Job: Please rewrite the records starting at the line that contains "Would you say any shallow" and ending at the last line of the records, including the request lines. Multiply every coordinate in the answers by 0.6 and round to whole numbers, with halves rounded up.

Records for processing:
┄┄┄┄┄┄┄┄┄┄┄┄┄┄┄┄┄┄┄┄

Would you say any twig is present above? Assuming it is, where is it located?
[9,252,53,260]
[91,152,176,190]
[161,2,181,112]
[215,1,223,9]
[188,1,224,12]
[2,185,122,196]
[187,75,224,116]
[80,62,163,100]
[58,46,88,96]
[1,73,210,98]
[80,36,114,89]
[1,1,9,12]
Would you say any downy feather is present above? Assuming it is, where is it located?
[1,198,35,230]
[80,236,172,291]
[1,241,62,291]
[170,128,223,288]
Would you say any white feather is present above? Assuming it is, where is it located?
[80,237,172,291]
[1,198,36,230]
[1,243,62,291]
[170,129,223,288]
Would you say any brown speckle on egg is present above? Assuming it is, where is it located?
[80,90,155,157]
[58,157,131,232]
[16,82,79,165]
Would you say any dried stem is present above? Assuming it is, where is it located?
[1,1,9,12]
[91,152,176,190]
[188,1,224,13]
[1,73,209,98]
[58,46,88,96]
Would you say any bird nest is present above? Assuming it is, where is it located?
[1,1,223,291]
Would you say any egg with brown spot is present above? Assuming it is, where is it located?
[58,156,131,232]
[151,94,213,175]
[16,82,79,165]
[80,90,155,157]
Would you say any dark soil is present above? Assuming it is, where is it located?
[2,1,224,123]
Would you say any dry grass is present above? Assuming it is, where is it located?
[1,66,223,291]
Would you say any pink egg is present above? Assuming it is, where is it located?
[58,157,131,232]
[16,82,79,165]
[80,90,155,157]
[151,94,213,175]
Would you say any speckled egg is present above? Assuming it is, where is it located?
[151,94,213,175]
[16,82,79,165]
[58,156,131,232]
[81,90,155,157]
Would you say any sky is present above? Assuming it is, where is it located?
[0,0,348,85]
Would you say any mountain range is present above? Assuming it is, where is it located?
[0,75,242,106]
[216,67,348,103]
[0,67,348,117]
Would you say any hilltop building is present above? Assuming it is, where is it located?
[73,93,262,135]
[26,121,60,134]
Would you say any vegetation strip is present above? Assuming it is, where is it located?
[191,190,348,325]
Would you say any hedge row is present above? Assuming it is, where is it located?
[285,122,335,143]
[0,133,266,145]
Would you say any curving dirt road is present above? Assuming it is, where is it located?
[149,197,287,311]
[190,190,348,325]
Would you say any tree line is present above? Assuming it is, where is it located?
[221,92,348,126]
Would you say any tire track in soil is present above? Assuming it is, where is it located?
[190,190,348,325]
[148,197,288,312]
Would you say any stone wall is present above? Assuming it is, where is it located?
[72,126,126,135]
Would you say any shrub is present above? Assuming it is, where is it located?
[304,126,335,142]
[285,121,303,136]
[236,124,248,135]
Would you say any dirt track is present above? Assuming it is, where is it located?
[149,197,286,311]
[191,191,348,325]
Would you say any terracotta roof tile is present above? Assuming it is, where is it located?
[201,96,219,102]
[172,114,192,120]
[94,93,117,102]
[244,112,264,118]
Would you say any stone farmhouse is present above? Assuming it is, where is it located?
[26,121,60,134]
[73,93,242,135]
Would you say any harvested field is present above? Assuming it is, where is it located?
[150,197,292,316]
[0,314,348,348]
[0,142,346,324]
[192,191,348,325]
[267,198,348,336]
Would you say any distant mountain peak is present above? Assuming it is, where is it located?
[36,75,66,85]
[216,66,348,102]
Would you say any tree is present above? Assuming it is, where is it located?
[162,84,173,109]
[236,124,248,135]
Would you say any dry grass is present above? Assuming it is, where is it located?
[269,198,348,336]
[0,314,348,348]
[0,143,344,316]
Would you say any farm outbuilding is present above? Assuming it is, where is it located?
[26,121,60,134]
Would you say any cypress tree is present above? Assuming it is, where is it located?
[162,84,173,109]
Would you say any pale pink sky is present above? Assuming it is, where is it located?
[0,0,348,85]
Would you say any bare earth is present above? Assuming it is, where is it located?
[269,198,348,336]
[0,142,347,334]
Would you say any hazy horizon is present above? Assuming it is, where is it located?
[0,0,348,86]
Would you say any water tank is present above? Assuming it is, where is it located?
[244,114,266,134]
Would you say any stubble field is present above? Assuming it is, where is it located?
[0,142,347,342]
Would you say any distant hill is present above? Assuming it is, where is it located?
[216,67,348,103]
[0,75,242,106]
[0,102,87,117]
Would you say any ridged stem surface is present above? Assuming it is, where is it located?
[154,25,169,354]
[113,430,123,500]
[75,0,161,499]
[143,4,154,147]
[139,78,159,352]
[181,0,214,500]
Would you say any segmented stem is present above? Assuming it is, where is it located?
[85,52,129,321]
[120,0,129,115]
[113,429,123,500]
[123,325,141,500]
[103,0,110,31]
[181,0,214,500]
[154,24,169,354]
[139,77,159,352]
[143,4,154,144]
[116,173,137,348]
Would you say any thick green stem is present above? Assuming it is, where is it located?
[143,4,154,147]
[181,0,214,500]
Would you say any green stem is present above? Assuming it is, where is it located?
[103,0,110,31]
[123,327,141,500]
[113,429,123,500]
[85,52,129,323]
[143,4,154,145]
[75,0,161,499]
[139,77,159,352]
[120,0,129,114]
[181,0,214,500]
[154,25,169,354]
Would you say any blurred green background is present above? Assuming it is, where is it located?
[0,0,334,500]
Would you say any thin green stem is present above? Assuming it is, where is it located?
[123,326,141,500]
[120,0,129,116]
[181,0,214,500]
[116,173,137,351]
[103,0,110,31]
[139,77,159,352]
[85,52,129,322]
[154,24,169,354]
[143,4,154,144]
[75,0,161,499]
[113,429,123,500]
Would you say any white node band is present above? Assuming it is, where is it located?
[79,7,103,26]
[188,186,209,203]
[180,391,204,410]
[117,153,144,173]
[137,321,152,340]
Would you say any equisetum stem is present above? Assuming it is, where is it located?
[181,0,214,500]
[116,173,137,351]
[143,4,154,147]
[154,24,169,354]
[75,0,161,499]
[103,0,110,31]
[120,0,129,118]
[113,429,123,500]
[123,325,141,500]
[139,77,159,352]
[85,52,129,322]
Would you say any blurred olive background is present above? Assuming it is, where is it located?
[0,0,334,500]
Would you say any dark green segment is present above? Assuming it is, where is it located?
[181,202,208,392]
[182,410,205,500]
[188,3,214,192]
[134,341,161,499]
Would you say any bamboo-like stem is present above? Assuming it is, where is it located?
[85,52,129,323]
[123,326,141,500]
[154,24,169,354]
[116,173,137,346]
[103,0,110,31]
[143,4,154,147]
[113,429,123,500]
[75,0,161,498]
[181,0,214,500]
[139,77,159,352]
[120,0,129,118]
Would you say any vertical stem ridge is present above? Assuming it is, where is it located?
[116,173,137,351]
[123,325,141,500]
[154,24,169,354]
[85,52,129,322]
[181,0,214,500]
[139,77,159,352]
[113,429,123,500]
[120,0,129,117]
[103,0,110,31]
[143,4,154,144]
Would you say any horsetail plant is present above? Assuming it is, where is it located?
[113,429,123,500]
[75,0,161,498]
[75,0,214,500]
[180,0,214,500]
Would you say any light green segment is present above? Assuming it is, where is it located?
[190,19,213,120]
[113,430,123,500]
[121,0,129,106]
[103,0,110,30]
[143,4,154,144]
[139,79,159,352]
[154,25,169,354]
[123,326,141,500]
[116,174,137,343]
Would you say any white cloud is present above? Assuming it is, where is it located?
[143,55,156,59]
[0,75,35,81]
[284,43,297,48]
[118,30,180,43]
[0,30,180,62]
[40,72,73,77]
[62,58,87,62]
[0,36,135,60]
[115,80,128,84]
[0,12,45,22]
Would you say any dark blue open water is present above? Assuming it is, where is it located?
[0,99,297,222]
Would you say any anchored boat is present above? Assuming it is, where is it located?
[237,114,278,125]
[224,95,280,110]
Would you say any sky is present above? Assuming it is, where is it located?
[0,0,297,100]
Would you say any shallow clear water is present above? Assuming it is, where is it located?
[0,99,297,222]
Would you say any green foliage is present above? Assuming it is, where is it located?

┄┄┄┄┄┄┄┄┄┄┄┄┄┄┄┄┄┄┄┄

Final result:
Would you say any shallow clear water is present above? Assuming it is, where is it located?
[0,59,178,133]
Would you say any green foliage is present above? Assuming it is, where is it located?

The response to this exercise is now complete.